§ **Set exercise**: According to the text on living trusts, what are the three essential persons of a trust?

§ **Reading text**:
------
A living trust is a great estate-planning tool.  Here’s why.

 

What is a Trust?

First, what is a trust?  A trust is an entity, similar to a corporation or a limited liability company (LLC), used for the purpose of holding and managing a person’s property.  It is formed under state law and has three essential persons: the grantor, the beneficiary and the trustee.

 

The grantor is the person who creates the trust (also called a settlor or a trustor).  The grantor creates his/her trust by signing a written document, which explains how the trust property is to be managed and who shall benefit from the trust.  The grantor then contributes property (money, stock, personal effects, and real estate) to the trust.  Title to the trust property is held in the name of the trust.  For example, a bank account might be held in the name of the John Doe Family Trust.

 

            The beneficiary is a person who benefits from the use and enjoyment of the trust property.  A beneficiary’s interest is called a “beneficial interest.”  This beneficial interest can be either immediate or in the future or both and can be either a right to enjoy the trust income or principal or both.  In contrast with a stockholder of a corporation or a member of an LLC, a trust beneficiary rarely has any voting rights.

 

The trustee manages and retains or distributes the trust property in accordance with the trust instrument.  A trustee can simultaneously serve with another a co-trustee or later serve as a successor to another trustee who has died or has resigned his duties.  A trustee can be an individual person or an institution, e.g. a bank or trust company.  A trust will never fail for want of a trustee.  If a successor is not named, a court will appoint one.
------
§ **Data provided**:
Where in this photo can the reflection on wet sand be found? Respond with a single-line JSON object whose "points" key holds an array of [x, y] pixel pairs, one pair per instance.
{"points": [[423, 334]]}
------
§ **Solution**: The grantor, the beneficiary and the trustee.